Tarefas do exercício
1. Diga se cada afirmação abaixo está de acordo com a entrevista sobre o trabalho no Estúdio Minduca. Responda sim ou não e cite exatamente as palavras do texto que decidem a resposta. (a) O baterista citado junto ao entrevistado no Ratos de Porão é o Boca. (b) O Rodrigo tocou baixo e guitarra. (c) Steve DiGiorgio gostava muito de Jaco Pastorious.
2. Prossiga com a entrevista sobre o trabalho no Estúdio Minduca a partir da última frase apresentada.

Texto de leitura
***

No estúdio do Bruno (Estúdio Minduca), eu falei pra ele: vamos usar coisas que tradicionalmente você não usa, desde efeitos até instrumentos e isso só foi possível em função da abertura que ele teve. Por isso que o resultado carrega um teor meio incomum, por que nenhuma das música segue um padrão, todas vão atrás desse experimentalismo.

4) Como você acha que a sua vivência no Punk agregou na hora de fazer um som mais swingado? Eu senti uma atenção muito especial aos riffs, pensando no papel do baixo. Tem alguns bem insistentes que se mantém como mantras durante alguns sons e a interação deles com os outros elementos ficou bem casada.

Cara, isso é muito louco. Tocando no Ratos de Porão, junto com o Boca (baterista), a gente já fez música do Ratos ouvindo Thelonious Monk. Essa vontade de experimentar, misturando estilos faz com que essas coisas saiam.

Dá pra pega umas coisas até de Death Metal e vice versa. Eu estava lendo um livro do Death (band) e o Steve DiGiorgio ouvia jazz pra caralho, gostava muito de Jaco Pastorious, por exemplo. Tanto eu quanto o Rodrigo ouvimos muita coisa brasileira e africana, coisas da Fania Records, de música latina e a ideia foi pegar esses swings e misturar com a nossa mão mais pesada do punk

Eu fiquei bem satisfeito com os baixos que fiz. Sobre os riffs, tem bastante influência do James Brown e de Miles Davis. Eu fiz bastante coisa com wah-wah… O Rodrigo fez bateria e percussão e eu fiz baixo, piano elétrico e guitarra. Tem som que tinha guitarra pra caralho, do começo até o fim, mas ai conforme surgiram outros elementos eu fui tirando.

***

Trechos de dados de apontamento
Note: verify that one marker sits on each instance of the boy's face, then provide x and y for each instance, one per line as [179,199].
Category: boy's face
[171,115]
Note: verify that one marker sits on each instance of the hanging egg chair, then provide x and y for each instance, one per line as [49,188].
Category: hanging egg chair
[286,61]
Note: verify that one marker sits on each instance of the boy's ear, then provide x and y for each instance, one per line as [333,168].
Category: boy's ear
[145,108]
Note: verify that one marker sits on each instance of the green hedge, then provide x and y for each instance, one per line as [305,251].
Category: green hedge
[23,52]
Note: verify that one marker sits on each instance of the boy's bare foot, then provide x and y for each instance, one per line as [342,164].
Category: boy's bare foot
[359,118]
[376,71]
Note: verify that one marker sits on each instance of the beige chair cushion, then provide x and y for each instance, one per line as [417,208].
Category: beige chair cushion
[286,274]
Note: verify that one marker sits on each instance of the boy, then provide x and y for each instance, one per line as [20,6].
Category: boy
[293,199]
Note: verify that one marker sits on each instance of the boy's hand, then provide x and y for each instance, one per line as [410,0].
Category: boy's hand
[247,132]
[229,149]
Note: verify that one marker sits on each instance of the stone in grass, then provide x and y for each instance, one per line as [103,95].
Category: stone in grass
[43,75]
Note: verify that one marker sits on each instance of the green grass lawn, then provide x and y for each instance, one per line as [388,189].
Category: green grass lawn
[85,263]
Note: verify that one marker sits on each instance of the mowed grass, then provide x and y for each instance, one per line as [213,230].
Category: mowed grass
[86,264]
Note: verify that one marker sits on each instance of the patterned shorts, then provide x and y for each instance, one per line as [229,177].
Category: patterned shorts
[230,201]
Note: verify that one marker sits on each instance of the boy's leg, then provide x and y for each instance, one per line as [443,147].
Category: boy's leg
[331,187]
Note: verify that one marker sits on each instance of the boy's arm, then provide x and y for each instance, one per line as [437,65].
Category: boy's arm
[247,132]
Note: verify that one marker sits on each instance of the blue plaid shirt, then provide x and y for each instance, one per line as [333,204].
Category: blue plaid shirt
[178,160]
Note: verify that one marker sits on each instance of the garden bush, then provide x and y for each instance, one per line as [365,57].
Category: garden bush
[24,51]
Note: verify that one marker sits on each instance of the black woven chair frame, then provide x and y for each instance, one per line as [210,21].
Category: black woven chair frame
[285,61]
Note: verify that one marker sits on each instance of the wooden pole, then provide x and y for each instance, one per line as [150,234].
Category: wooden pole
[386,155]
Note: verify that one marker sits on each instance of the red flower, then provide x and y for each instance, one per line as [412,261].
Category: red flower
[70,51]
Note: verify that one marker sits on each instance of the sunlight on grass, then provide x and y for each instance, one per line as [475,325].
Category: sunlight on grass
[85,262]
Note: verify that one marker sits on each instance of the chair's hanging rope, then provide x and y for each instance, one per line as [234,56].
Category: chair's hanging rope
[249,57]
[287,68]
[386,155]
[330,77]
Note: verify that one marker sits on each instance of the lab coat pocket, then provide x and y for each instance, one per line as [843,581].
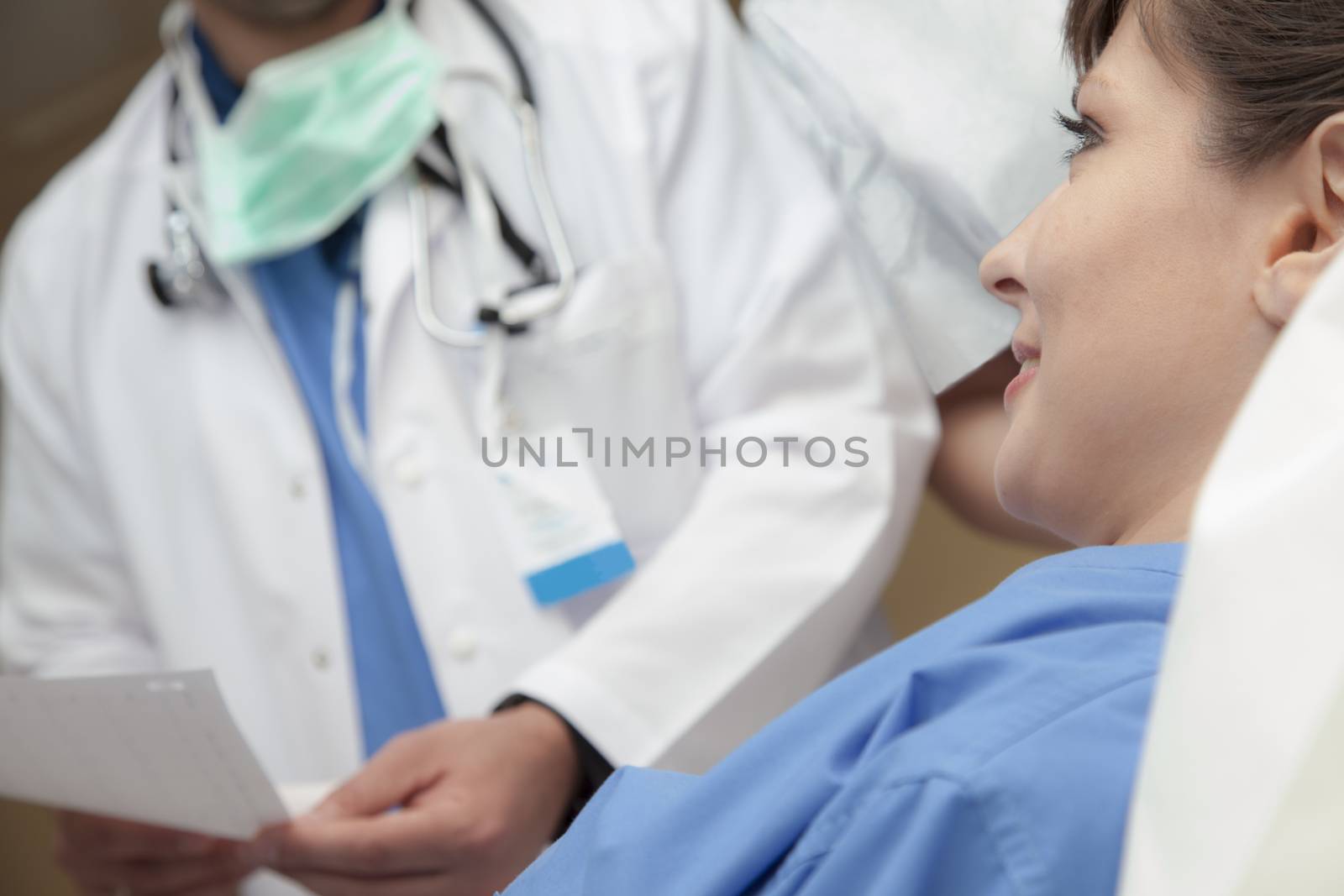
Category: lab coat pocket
[608,369]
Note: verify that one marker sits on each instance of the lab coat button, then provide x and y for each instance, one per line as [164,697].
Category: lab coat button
[409,472]
[463,645]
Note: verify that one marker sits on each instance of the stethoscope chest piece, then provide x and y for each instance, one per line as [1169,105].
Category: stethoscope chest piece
[185,280]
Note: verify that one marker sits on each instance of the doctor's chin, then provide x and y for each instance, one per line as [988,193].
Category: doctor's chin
[671,448]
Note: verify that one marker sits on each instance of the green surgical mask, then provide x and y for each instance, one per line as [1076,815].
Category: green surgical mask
[315,134]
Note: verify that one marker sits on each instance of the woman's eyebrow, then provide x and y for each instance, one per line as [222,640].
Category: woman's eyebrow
[1095,80]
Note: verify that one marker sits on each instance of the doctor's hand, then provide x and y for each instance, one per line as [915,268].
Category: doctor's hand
[104,856]
[477,801]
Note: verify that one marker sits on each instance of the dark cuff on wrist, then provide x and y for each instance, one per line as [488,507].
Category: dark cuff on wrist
[593,766]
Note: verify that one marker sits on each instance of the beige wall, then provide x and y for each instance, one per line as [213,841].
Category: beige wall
[60,85]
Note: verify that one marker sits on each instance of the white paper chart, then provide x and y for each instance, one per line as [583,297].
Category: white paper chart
[160,750]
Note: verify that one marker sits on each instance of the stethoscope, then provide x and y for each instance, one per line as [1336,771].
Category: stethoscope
[187,280]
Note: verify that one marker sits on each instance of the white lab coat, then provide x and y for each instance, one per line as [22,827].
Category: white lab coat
[165,501]
[1241,790]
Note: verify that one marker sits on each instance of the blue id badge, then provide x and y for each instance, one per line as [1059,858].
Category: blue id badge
[561,531]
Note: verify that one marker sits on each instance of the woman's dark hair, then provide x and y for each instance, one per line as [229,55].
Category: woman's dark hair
[1273,69]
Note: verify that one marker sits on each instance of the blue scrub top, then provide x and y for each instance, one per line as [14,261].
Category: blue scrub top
[393,674]
[992,754]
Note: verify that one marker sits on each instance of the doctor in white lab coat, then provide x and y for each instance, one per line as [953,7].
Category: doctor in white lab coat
[167,499]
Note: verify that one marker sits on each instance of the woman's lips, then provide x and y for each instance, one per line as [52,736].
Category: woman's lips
[1019,383]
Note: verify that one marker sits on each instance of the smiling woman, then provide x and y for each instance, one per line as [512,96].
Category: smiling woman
[994,752]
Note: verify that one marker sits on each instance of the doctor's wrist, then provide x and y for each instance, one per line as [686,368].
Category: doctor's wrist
[591,766]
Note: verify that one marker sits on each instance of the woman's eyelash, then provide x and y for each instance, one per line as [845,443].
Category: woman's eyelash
[1082,129]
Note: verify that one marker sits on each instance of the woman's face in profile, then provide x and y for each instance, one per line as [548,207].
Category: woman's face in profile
[1135,285]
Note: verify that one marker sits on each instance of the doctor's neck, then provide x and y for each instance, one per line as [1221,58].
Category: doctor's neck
[246,34]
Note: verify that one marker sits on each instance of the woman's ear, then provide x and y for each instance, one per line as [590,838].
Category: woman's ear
[1310,238]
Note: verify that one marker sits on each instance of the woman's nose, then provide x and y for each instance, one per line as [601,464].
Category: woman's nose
[1003,269]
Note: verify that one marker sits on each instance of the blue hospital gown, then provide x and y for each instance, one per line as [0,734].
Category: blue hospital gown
[990,755]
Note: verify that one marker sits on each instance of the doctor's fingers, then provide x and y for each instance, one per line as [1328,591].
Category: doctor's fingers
[417,886]
[414,841]
[396,773]
[159,879]
[92,837]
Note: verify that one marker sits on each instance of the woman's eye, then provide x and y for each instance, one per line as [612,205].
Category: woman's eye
[1085,130]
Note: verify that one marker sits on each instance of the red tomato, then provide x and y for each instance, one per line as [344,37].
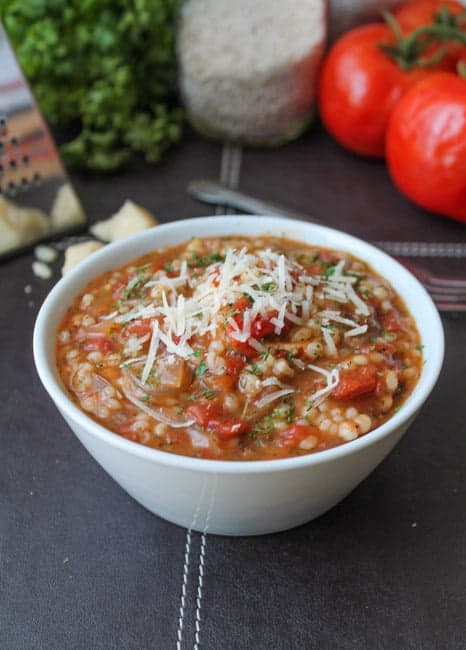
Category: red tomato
[292,436]
[391,321]
[210,417]
[262,327]
[426,145]
[359,86]
[356,382]
[226,428]
[234,364]
[98,343]
[138,328]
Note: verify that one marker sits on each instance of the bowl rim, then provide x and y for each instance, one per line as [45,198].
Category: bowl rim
[60,295]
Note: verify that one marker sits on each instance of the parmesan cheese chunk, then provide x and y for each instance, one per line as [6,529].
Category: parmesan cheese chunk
[130,219]
[66,210]
[76,253]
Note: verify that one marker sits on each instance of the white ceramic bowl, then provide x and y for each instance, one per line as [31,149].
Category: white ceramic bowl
[236,497]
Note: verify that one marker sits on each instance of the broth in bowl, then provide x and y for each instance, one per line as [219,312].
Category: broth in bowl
[239,348]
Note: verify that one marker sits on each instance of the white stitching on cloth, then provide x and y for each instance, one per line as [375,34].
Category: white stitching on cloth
[201,566]
[187,556]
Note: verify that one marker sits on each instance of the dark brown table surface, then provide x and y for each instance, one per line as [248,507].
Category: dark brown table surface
[83,566]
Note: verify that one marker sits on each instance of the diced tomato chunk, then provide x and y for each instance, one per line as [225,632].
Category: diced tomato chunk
[226,428]
[356,382]
[234,364]
[293,435]
[202,411]
[242,347]
[138,328]
[209,416]
[262,327]
[391,321]
[101,344]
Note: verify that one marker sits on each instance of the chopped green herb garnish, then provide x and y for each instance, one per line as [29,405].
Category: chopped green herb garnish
[270,287]
[205,260]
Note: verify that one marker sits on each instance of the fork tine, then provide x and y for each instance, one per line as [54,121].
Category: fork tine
[445,281]
[444,290]
[449,306]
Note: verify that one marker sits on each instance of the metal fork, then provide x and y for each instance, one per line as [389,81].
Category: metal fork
[448,293]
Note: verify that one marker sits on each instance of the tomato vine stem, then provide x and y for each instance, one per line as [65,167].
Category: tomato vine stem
[408,49]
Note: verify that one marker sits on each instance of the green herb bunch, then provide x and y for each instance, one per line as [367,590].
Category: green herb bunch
[107,66]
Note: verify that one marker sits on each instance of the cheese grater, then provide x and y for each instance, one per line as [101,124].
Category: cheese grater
[37,200]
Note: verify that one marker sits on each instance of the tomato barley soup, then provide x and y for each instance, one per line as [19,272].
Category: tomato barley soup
[236,348]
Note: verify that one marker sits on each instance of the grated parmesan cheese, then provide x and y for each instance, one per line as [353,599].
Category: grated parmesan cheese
[272,281]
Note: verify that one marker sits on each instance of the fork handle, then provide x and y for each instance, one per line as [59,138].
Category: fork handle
[215,193]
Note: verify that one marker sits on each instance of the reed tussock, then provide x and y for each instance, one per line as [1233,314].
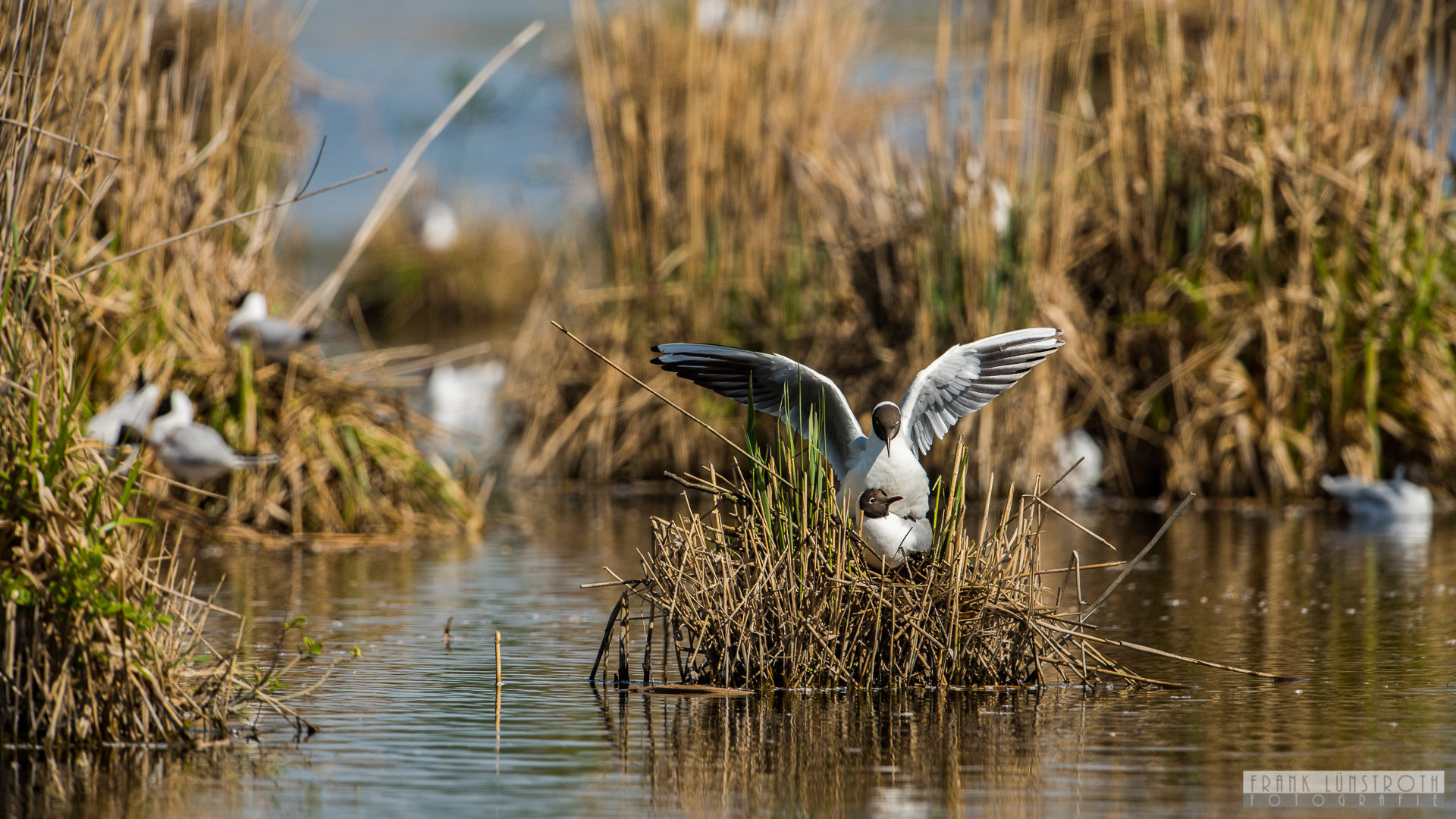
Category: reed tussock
[769,588]
[1239,213]
[194,107]
[102,639]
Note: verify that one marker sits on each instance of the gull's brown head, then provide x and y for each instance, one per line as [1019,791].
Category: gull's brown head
[875,503]
[886,422]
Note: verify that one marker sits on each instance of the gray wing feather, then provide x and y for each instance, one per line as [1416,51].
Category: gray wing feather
[778,385]
[967,378]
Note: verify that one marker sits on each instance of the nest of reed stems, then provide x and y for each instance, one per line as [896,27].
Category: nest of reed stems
[193,107]
[769,588]
[1239,213]
[101,632]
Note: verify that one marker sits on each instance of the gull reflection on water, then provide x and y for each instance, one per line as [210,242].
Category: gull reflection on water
[1402,542]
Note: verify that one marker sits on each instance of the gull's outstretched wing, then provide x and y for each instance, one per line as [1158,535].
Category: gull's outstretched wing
[967,378]
[778,385]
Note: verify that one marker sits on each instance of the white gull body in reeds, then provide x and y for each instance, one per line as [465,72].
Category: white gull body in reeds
[463,400]
[890,537]
[274,337]
[1379,500]
[127,416]
[1082,482]
[962,381]
[126,420]
[193,452]
[438,228]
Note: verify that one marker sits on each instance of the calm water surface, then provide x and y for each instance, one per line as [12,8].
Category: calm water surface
[410,727]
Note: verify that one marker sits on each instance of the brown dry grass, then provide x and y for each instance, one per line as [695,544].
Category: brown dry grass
[767,588]
[196,104]
[101,632]
[488,276]
[1238,213]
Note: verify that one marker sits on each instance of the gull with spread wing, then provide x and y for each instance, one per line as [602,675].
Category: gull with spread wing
[960,382]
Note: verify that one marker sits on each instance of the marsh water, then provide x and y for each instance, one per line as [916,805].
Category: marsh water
[410,726]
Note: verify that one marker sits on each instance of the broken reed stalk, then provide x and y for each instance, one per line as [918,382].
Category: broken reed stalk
[766,589]
[403,178]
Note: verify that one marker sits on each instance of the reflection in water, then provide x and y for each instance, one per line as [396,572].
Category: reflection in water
[1402,544]
[830,752]
[411,726]
[117,781]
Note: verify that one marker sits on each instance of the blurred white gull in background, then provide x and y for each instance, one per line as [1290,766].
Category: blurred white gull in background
[126,419]
[1381,499]
[463,400]
[193,452]
[1001,207]
[438,228]
[274,337]
[1082,482]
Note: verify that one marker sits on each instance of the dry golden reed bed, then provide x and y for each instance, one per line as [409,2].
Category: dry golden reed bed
[194,104]
[102,639]
[1238,213]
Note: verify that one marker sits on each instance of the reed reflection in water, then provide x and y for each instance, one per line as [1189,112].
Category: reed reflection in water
[410,727]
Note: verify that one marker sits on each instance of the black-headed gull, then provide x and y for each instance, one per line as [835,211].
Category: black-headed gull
[962,381]
[274,337]
[463,400]
[131,411]
[890,537]
[193,452]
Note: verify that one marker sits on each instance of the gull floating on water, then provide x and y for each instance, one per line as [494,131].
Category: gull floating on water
[123,422]
[890,537]
[194,452]
[274,337]
[960,382]
[1381,499]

***

Respostas das tarefas
1.
(a) Sim: "junto com o Boca (baterista)".
(b) Não: "O Rodrigo fez bateria e percussão e eu fiz baixo, piano elétrico e guitarra."
(c) Sim: "o Steve DiGiorgio ouvia jazz pra caralho, gostava muito de Jaco Pastorious".

2.
Tem bastante influência do John McLaughlin também, principalmente nos discos que ele fez com o Miles que ele usava muito wah-wah.

Sim, tem aquele disco do Miles de 71 (Jack Johnson) que o McLaughlin abusa do wah-wah.

Exatamente! Foi bem nessa onda que eu fui.

Umas horas no disco eu lembrei do “Dark Magus” (1977) também… Tem uns momentos bem psicodélicos, aliás as guitarras daquele disco são sinistras, de um lado Pete Cosey e do outro Reggie Lucas. Tem o Al Foster também, só maestro.

Sim, esse disco também é muito bom. Foi uma doidera criar as faixas dessa forma, foi uma forma de compor diferente no sentido de criar as bases pensando nos buracos.

Acho que o lance de você não ter a visibilidade de todos os elementos deixou você meio inseguro de certa forma.

Sim, eu tocava as coisas 1.000 vezes no baixo, ai depois ia pra guitarra e ai conforme foi chegando as outras partes a gente mexia na estrutura inicial que eu e o Rodrigo criamos. Ai era um exercício né, de cortar, adicionar, repensar certas ideias…. Foi muito interessante.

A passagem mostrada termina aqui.